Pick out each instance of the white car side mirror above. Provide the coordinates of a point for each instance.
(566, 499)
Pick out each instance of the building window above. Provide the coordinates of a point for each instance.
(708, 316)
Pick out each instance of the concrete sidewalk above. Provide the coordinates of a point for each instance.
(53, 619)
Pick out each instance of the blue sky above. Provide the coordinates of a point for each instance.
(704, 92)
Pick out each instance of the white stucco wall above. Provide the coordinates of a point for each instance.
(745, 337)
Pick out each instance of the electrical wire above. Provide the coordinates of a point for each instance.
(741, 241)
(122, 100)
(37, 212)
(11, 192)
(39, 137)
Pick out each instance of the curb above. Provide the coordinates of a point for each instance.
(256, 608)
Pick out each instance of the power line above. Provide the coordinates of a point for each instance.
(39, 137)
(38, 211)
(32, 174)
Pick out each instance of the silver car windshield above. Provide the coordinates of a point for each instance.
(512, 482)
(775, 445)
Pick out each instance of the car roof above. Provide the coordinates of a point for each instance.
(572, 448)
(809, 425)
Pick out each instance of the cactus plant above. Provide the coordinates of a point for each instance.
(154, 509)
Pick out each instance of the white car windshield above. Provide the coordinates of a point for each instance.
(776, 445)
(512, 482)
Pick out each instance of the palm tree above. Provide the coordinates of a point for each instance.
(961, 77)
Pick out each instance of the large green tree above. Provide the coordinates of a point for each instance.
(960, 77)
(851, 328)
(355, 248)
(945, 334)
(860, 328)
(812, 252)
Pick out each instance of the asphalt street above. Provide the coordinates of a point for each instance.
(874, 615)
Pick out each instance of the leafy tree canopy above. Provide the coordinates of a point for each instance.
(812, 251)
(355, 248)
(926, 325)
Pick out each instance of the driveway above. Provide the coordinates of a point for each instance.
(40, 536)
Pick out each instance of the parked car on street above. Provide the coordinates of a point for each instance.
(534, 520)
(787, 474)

• _WRITTEN PROBLEM_: Render the lines above as a numbered list, omitting any blank lines.

• _EXERCISE RESULT_:
1. Pick out each instance of the white car side mirror above. Provide the coordinates of a point for each instance.
2. (566, 499)
3. Pick out each instance of the building window above. Provide the coordinates of a point for each instance.
4. (708, 316)
5. Pick out each instance of the concrete sidewalk above. Provide the coordinates of a point for each instance.
6. (53, 619)
7. Pick out each instance of the blue sky above. Provide the coordinates of a point for each instance.
8. (704, 92)
9. Pick out each instance of the white stucco wall above. Provide the coordinates of a point for each instance.
10. (745, 337)
11. Pick out each instance of the electrical wire above. Provide the coordinates of a point for each instance.
12. (741, 241)
13. (122, 100)
14. (37, 212)
15. (11, 192)
16. (39, 137)
17. Pick out each instance of the curb above. Provide the coordinates of a point for each instance.
18. (256, 608)
19. Pick out each instance of the power line above. Provide the coordinates of a point for each instance.
20. (39, 137)
21. (38, 211)
22. (32, 174)
23. Pick out each instance of the silver car windshield above. Provide the coordinates of a point for each instance.
24. (512, 482)
25. (775, 445)
26. Pick out each instance of the car roof above. Provide the coordinates of a point for each instance.
27. (572, 448)
28. (809, 425)
29. Pick out each instance of the cactus plant above. Provide the coordinates of a point for each instance.
30. (154, 509)
31. Pick out each instance of the white car windshield above. Provide the coordinates of a point for each instance.
32. (776, 445)
33. (512, 482)
34. Pick out each instance of the palm tree above. Provide the coordinates of a point for each instance.
35. (961, 77)
36. Pick out each instance of the large green tree above. Provide the coordinates of a point for each instance.
37. (960, 77)
38. (851, 328)
39. (355, 248)
40. (945, 334)
41. (860, 328)
42. (812, 252)
43. Pick out each instance of the asphalt street above. Provide the coordinates of a point for each instance.
44. (874, 615)
45. Pick out each instance of the leafy tree canopy above. Provide the coordinates of a point for each instance.
46. (812, 251)
47. (355, 248)
48. (926, 325)
49. Pick out each instance of the driveway above. Provide the coordinates of a point for each instance.
50. (40, 536)
51. Pick out each instance of the parked car on street above. Provide the coordinates of a point for each instance.
52. (534, 520)
53. (787, 474)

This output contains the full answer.